#### DATA PROVIDED

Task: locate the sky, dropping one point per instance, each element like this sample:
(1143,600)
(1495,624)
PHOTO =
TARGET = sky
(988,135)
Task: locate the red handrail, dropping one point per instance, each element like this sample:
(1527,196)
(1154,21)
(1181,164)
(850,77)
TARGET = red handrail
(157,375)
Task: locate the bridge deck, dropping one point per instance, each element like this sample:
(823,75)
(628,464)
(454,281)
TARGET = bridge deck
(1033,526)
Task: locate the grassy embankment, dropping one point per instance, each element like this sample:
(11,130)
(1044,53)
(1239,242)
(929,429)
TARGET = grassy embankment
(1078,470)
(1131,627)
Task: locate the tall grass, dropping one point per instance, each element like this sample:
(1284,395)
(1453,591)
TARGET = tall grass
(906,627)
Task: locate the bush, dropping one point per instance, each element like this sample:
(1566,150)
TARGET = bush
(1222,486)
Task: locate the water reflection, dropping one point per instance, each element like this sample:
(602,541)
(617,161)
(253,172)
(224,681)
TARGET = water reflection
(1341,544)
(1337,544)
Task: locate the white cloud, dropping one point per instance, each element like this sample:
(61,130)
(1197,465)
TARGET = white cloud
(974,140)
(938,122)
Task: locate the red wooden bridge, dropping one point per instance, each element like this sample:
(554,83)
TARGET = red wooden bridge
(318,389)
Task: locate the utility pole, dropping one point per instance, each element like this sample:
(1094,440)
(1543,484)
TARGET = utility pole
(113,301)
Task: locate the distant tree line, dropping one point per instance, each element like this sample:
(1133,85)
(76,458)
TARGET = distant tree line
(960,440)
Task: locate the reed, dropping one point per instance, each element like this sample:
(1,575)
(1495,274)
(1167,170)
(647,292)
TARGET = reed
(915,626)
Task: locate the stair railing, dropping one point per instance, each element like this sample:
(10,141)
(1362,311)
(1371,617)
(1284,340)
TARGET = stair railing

#### PROBLEM DETAILS
Copy out the entries word for word, from the line that contains "Task: locate the utility" through the final line of the entries, with both ends included.

#### ANSWER TO THIS TASK
Task: locate the utility pole, dropping one point per instance, each element like this sample:
(1094,440)
(1543,484)
TARGET = utility pole
(113,301)
Task: locate the distant tree line, dropping one point per instance, each element like this sample:
(1133,85)
(76,458)
TARGET = distant tree line
(960,440)
Task: locate the reed, dropping one point per instance, each element like this sample:
(1,575)
(1495,274)
(1167,170)
(647,292)
TARGET = reed
(915,626)
Task: locate the stair railing, dropping one point per instance, each element like this sample:
(10,141)
(1362,311)
(1371,617)
(1284,340)
TARGET = stair railing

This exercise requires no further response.